Tasks to carry out:
1. Reproduce the ducting page starting with "Proceedings of the" and going on through "(1984) book review].", swapping "mentioned" for "noted".
2. Name every person the ducting page credits with mentioning or discussing the basic phenomena of ducting before the term "duct" came into use.

| Observer position | Sunset simulations | Sunset animations | Mirage simulations |
|---|---|---|---|
| Above the duct | Ducted Mock Mirage | Ducted Mock Mirage | Ducted
Mock Mirage |
| In the duct | Blank-strip sunset | Blank-strip sunset | Superior
Mirages |
| Below the duct | Sub-duct green flash | (no animations) | Sub-duct
Mirages |
But this has left the information about ducts scattered over many pages. It's useful to have basic information about ducts and ducting in a single location. That's this page, which also has many links to details on other pages. (Remember that links in Italics refer to the glossary , and that links in boldface refer to the very long bibliography and so may be slow to load.)
Because wave-optical effects are important at radio and even microwave frequencies, these early observations were compared to propagation in a waveguide — so the word duct was a natural analogy. Here's a brief explanation from one of the earliest papers on the subject:
In a nonhomogeneous atmosphere whose index of refraction decreases with height, rays of sufficiently small initial elevation angle are refracted downward with a curvature proportional to the rate of decrease of the index of refraction with height. If the radius of curvature is less than the radius of the earth, such rays reach a maximum height and are confined, or trapped , between this height and the earth's surface. This process is referred to as trapping , and the region of the atmosphere within which it occurs is called a duct , because of the analogy with wave-guide propagation.— M. Katzin, R. W. Bauchman, and W. Binnian
“3- and 9-centimeter propagation in low ocean ducts”
Proceedings of the Institute of Radio Engineers 35, 891–905 (1947)
However, the basic phenomena of ducting were mentioned by Biot (1810 and 1836) and Radau (1882), and discussed in detail by Kummer (1860) and Wegener (1912 and 1918), in the context of atmospheric refraction and mirages — all, of course, without using the term “duct”.
More recently, the word “duct” has been adopted in the optical literature as well [cf. the Meinels' (1984) book review].
The diagram at the left shows this example. The heavy curved line
represents the surface of the Earth. Just the lowest 100 m of the
atmosphere are shown (see the scale at the upper left of the diagram),
with a vertical exaggeration of about 100× (see the horizontal scale
of kilometers).

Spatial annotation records
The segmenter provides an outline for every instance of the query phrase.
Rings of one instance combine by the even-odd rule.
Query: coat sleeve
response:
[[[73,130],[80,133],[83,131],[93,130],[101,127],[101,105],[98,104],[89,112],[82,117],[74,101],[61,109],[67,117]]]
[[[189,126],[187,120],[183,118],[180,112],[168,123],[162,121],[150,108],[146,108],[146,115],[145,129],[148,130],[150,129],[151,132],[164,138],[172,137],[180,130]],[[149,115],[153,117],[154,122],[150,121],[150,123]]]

The results:
1.
Proceedings of the Institute of Radio Engineers 35, 891–905 (1947)
However, the basic phenomena of ducting were noted by Biot (1810 and 1836) and Radau (1882), and discussed in detail by Kummer (1860) and Wegener (1912 and 1918), in the context of atmospheric refraction and mirages — all, of course, without using the term “duct”.
More recently, the word “duct” has been adopted in the optical literature as well [cf. the Meinels' (1984) book review].

2. Biot, Radau, Kummer, Wegener